■ **Task**: Please turn the material into a numbered list with one line per item and no blank lines, beginning at its first line and stopping after the line that has "60L83 62L85 62L86". Leave the pictures out.

■ **Task input**:

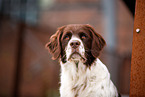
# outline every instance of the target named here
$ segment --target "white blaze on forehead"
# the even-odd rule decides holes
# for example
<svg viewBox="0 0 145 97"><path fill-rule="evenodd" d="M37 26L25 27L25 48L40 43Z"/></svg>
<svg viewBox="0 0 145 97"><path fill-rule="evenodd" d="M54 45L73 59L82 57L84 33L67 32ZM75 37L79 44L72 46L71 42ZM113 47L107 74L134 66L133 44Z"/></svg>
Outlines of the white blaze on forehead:
<svg viewBox="0 0 145 97"><path fill-rule="evenodd" d="M71 39L69 40L69 42L68 42L68 44L65 48L67 61L68 61L68 58L70 57L70 55L72 54L72 47L71 47L70 44L73 41L79 41L80 42L80 46L78 47L78 50L79 50L78 53L80 53L81 56L85 57L85 48L84 48L84 44L83 44L82 40L80 38L76 37L75 35L72 35Z"/></svg>

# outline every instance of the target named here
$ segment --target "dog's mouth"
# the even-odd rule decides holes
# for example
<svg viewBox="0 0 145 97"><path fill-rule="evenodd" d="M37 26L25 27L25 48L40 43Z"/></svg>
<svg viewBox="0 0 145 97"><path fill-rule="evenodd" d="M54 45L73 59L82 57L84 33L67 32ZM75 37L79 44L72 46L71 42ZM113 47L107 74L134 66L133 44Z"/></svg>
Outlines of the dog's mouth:
<svg viewBox="0 0 145 97"><path fill-rule="evenodd" d="M82 60L83 62L85 62L86 58L83 57L79 52L74 51L74 52L72 52L72 54L70 55L68 60Z"/></svg>

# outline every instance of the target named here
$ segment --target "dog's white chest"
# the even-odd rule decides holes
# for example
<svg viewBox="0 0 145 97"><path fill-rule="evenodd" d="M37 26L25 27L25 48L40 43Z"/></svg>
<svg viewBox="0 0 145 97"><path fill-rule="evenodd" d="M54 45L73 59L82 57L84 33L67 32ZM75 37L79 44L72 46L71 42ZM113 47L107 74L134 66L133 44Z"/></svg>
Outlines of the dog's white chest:
<svg viewBox="0 0 145 97"><path fill-rule="evenodd" d="M106 66L97 59L89 68L83 63L61 63L61 97L117 97Z"/></svg>

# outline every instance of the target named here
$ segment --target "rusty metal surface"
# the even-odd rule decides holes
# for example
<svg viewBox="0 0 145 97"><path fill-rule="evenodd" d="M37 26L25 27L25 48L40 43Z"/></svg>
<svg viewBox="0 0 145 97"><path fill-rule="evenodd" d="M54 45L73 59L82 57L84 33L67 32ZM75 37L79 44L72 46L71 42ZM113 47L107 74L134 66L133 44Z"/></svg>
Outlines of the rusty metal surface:
<svg viewBox="0 0 145 97"><path fill-rule="evenodd" d="M145 97L145 0L136 1L130 97Z"/></svg>

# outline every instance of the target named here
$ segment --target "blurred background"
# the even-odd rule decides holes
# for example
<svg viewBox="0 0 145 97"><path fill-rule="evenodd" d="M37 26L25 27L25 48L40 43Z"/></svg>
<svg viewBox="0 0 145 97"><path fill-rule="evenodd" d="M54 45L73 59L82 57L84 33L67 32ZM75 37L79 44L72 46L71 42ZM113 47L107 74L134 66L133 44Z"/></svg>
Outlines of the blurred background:
<svg viewBox="0 0 145 97"><path fill-rule="evenodd" d="M106 40L100 59L129 95L135 0L0 0L0 97L59 97L58 61L45 49L56 29L90 24Z"/></svg>

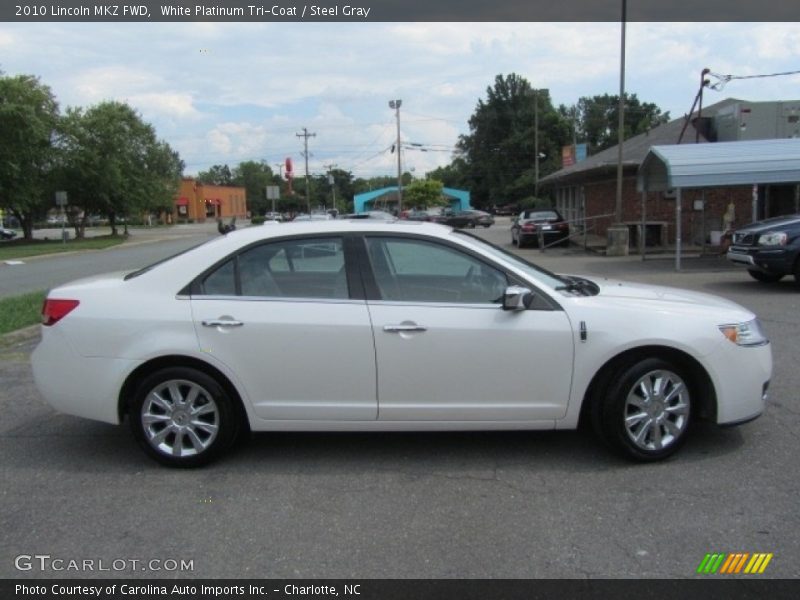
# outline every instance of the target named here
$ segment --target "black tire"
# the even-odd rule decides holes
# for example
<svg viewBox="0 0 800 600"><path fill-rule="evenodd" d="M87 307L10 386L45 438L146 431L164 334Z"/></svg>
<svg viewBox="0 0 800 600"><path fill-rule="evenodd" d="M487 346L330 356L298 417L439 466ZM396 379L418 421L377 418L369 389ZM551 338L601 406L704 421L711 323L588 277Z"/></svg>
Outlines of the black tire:
<svg viewBox="0 0 800 600"><path fill-rule="evenodd" d="M762 283L775 283L783 279L783 275L779 273L764 273L764 271L758 271L756 269L747 269L747 272L750 274L750 277ZM796 274L795 277L797 277Z"/></svg>
<svg viewBox="0 0 800 600"><path fill-rule="evenodd" d="M150 457L170 467L199 467L239 437L241 417L216 379L191 367L145 377L130 399L131 429Z"/></svg>
<svg viewBox="0 0 800 600"><path fill-rule="evenodd" d="M595 431L623 456L667 458L686 441L692 383L686 370L660 358L626 363L605 380L592 407ZM649 396L649 399L648 399Z"/></svg>

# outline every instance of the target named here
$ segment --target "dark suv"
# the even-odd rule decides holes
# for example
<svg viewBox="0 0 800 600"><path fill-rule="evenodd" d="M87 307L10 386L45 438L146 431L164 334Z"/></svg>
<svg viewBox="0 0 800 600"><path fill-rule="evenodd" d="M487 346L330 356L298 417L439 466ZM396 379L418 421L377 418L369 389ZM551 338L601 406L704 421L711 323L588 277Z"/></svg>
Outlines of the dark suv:
<svg viewBox="0 0 800 600"><path fill-rule="evenodd" d="M779 281L794 275L800 284L800 215L757 221L737 229L728 260L747 267L753 279Z"/></svg>

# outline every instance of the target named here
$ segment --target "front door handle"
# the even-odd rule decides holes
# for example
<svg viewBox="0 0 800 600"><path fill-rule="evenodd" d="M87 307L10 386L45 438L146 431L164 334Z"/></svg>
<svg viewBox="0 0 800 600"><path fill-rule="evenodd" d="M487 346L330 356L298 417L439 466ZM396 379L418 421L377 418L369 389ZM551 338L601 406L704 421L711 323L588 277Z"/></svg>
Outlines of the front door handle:
<svg viewBox="0 0 800 600"><path fill-rule="evenodd" d="M413 332L428 331L428 328L423 327L422 325L401 323L400 325L384 325L383 330L386 333L413 333Z"/></svg>
<svg viewBox="0 0 800 600"><path fill-rule="evenodd" d="M203 321L203 327L241 327L242 325L244 325L242 321L233 319L209 319Z"/></svg>

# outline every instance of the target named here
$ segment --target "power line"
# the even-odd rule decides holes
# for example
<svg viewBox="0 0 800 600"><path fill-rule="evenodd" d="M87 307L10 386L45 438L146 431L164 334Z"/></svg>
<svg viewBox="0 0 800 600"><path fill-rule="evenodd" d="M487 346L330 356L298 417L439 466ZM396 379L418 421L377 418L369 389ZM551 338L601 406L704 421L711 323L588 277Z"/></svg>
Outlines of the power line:
<svg viewBox="0 0 800 600"><path fill-rule="evenodd" d="M800 71L783 71L781 73L767 73L763 75L720 75L718 73L708 72L712 77L717 78L717 83L709 85L708 87L714 91L722 91L728 82L734 79L765 79L767 77L784 77L786 75L800 75Z"/></svg>

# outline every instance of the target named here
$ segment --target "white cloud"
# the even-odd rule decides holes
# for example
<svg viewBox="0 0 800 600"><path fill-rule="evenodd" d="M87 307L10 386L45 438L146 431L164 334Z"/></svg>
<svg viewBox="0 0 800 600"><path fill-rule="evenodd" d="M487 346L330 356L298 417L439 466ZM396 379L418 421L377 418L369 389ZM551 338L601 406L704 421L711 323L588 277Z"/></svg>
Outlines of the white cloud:
<svg viewBox="0 0 800 600"><path fill-rule="evenodd" d="M31 73L61 105L127 101L181 152L188 172L240 160L392 174L394 111L405 141L452 148L498 74L548 88L555 104L615 94L618 23L11 23L0 31L7 74ZM700 70L792 70L795 23L629 23L626 89L673 116L688 110ZM737 80L706 103L798 96L797 80ZM787 98L788 96L788 98ZM449 151L405 151L422 174Z"/></svg>

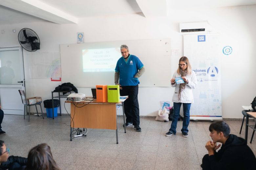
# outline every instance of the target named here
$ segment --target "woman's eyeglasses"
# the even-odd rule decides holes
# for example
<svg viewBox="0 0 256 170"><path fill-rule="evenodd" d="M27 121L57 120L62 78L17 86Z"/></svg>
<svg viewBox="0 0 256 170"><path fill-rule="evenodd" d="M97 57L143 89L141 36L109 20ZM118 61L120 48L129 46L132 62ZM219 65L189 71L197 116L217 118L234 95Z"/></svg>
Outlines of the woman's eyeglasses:
<svg viewBox="0 0 256 170"><path fill-rule="evenodd" d="M7 153L9 153L9 152L10 152L10 150L9 149L9 148L6 148L6 150L5 151L5 152L3 152L2 154L4 154L4 153L5 153L6 152L7 152Z"/></svg>
<svg viewBox="0 0 256 170"><path fill-rule="evenodd" d="M187 64L187 63L186 63L185 64L179 64L179 65L180 66L186 66L186 64Z"/></svg>

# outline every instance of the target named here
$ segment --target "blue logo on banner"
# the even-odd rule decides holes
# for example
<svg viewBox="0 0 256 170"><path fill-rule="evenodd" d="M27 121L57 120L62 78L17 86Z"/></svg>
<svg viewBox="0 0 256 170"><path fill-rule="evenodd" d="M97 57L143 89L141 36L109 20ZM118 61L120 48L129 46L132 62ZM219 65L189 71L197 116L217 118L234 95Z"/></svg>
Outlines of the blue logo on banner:
<svg viewBox="0 0 256 170"><path fill-rule="evenodd" d="M211 77L215 77L219 73L219 70L216 67L210 67L207 69L207 73Z"/></svg>
<svg viewBox="0 0 256 170"><path fill-rule="evenodd" d="M222 50L222 52L225 55L229 55L232 53L232 48L230 46L226 46L223 48Z"/></svg>
<svg viewBox="0 0 256 170"><path fill-rule="evenodd" d="M197 36L197 41L201 42L201 41L205 41L205 35L202 35Z"/></svg>

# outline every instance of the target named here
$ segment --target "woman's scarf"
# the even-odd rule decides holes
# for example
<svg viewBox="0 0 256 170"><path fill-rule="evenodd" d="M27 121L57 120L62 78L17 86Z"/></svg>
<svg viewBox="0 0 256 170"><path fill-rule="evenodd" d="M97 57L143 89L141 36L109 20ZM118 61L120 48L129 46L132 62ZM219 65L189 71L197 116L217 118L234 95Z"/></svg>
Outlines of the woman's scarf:
<svg viewBox="0 0 256 170"><path fill-rule="evenodd" d="M187 74L187 71L186 69L183 70L181 69L180 69L180 74L181 75L181 77L185 76ZM181 92L183 91L183 90L186 88L186 83L181 83L180 84L180 89L179 90L179 94L178 94L178 98L179 100L181 99Z"/></svg>

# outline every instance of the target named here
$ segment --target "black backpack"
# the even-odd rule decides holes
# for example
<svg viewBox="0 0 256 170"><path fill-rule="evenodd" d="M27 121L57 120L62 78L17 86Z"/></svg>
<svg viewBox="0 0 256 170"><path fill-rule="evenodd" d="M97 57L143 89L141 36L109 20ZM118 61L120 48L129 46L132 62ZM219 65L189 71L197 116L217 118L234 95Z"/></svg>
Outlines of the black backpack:
<svg viewBox="0 0 256 170"><path fill-rule="evenodd" d="M254 110L256 110L256 108L255 108L256 107L256 97L253 99L253 100L252 101L252 102L251 104L251 107L252 107L252 109Z"/></svg>

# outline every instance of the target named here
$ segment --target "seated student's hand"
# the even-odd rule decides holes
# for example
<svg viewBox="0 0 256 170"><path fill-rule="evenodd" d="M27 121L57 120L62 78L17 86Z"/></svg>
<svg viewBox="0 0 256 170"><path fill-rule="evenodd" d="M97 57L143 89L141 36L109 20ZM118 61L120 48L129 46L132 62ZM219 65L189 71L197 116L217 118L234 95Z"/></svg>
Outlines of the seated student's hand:
<svg viewBox="0 0 256 170"><path fill-rule="evenodd" d="M219 144L219 145L217 146L217 143L214 143L214 150L216 150L218 149L219 149L219 148L220 147L221 145L221 144Z"/></svg>
<svg viewBox="0 0 256 170"><path fill-rule="evenodd" d="M205 144L205 148L208 151L209 156L214 155L214 142L212 142L210 141L207 142Z"/></svg>
<svg viewBox="0 0 256 170"><path fill-rule="evenodd" d="M122 86L121 85L119 85L119 84L117 84L116 85L119 85L119 88L120 88L120 90L122 90L123 89L123 88L122 87Z"/></svg>

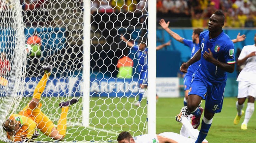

■ **Result of the task**:
1. # outline every instance of the target named here
2. $ segment --target "white blaze on forehead"
3. # the even-odd rule decides holes
4. # for example
5. <svg viewBox="0 0 145 97"><path fill-rule="evenodd" d="M37 26L25 27L25 48L40 43Z"/></svg>
6. <svg viewBox="0 0 145 97"><path fill-rule="evenodd" d="M54 45L73 59L82 57L84 33L67 32ZM75 37L79 44L72 46L71 42ZM113 47L107 74L134 66L133 44Z"/></svg>
7. Outlines of the white blaze on forehead:
8. <svg viewBox="0 0 145 97"><path fill-rule="evenodd" d="M71 39L69 40L69 42L68 42L68 44L65 48L67 61L68 61L68 58L70 57L70 55L72 54L72 47L71 47L70 44L73 41L79 41L80 42L80 46L78 47L78 50L79 50L78 53L80 53L81 56L85 57L85 48L84 48L84 44L83 44L82 40L80 38L76 37L75 35L72 35Z"/></svg>
9. # outline every instance of the target named here
10. $ segment --target "dog's mouth"
11. # the even-odd rule decides holes
12. # for example
13. <svg viewBox="0 0 145 97"><path fill-rule="evenodd" d="M37 26L25 27L25 48L40 43Z"/></svg>
14. <svg viewBox="0 0 145 97"><path fill-rule="evenodd" d="M54 45L73 59L82 57L84 33L67 32ZM75 37L79 44L72 46L71 42ZM113 47L107 74L134 66L133 44Z"/></svg>
15. Outlines of the dog's mouth:
16. <svg viewBox="0 0 145 97"><path fill-rule="evenodd" d="M82 60L83 62L85 62L86 58L83 57L79 52L74 51L74 52L72 52L72 54L70 55L68 60Z"/></svg>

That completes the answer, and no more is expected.